• [The task] Once you have read the entries, please say how many lines hold the string "each", giving the number only.

--- Dataset excerpts ---

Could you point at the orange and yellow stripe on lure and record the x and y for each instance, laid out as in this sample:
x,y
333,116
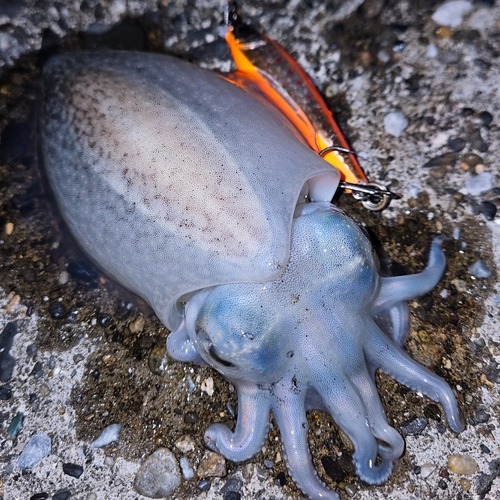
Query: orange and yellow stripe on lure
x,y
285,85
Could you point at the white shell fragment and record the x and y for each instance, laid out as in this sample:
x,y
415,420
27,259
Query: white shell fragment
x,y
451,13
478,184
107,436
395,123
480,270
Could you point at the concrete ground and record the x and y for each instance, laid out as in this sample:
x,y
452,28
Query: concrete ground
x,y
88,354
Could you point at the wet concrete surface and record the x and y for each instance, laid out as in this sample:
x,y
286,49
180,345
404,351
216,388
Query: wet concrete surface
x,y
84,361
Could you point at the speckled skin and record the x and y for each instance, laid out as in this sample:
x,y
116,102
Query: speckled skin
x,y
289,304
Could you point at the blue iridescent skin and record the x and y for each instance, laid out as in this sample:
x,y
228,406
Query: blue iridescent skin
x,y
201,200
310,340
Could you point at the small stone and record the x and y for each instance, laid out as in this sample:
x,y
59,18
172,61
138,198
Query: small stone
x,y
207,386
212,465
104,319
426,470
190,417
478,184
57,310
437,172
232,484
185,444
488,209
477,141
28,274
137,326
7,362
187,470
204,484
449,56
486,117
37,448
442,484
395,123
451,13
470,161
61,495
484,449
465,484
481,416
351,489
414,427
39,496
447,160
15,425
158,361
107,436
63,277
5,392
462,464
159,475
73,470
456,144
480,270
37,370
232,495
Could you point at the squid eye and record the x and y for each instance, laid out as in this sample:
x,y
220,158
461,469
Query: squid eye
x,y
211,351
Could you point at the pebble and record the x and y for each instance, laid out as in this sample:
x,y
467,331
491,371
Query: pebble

---

• [Answer] 9